■ Set task ■
Report how many lines in the entries below contain the string "each", treating uppercase and lowercase as different. Give only the number.

■ Record excerpts ■
* Begin *
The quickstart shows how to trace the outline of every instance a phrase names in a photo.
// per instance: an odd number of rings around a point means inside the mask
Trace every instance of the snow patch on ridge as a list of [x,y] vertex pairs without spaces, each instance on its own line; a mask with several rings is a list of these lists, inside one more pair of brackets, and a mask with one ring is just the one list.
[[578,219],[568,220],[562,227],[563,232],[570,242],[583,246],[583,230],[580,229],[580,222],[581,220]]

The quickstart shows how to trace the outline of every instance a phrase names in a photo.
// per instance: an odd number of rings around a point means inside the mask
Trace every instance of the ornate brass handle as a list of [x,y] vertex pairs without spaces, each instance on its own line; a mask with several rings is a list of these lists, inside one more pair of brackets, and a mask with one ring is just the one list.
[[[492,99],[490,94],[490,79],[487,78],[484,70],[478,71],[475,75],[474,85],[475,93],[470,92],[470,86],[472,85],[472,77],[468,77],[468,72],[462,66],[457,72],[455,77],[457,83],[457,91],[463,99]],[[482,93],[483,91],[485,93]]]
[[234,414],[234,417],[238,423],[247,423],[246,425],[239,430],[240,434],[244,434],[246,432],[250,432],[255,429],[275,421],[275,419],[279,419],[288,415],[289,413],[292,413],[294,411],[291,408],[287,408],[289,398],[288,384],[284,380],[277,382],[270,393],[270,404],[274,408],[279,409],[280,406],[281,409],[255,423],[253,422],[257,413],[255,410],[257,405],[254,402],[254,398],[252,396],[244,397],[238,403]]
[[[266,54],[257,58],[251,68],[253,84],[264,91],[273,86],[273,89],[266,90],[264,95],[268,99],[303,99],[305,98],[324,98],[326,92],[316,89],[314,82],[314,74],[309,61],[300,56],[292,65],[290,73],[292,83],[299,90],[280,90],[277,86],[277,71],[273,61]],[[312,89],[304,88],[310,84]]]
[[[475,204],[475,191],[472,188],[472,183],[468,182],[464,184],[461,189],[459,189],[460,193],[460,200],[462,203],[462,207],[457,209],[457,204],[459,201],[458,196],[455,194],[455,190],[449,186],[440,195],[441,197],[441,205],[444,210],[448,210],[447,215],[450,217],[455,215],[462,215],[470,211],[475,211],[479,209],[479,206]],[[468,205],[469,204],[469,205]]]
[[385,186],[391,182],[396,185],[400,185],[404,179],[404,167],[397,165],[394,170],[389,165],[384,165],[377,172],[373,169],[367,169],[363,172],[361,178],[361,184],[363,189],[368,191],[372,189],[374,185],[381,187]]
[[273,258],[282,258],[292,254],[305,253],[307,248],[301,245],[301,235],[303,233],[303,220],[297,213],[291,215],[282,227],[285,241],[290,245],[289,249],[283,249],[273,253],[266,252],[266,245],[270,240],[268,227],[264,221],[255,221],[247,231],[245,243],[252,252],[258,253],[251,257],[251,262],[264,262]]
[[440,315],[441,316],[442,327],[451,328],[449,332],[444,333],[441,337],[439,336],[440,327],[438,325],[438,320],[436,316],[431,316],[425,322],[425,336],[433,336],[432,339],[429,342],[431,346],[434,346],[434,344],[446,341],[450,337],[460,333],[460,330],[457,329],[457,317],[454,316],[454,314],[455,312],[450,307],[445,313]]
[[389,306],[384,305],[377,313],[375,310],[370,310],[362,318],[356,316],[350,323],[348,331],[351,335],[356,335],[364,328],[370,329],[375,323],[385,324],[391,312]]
* End *
■ Answer to the exercise ■
2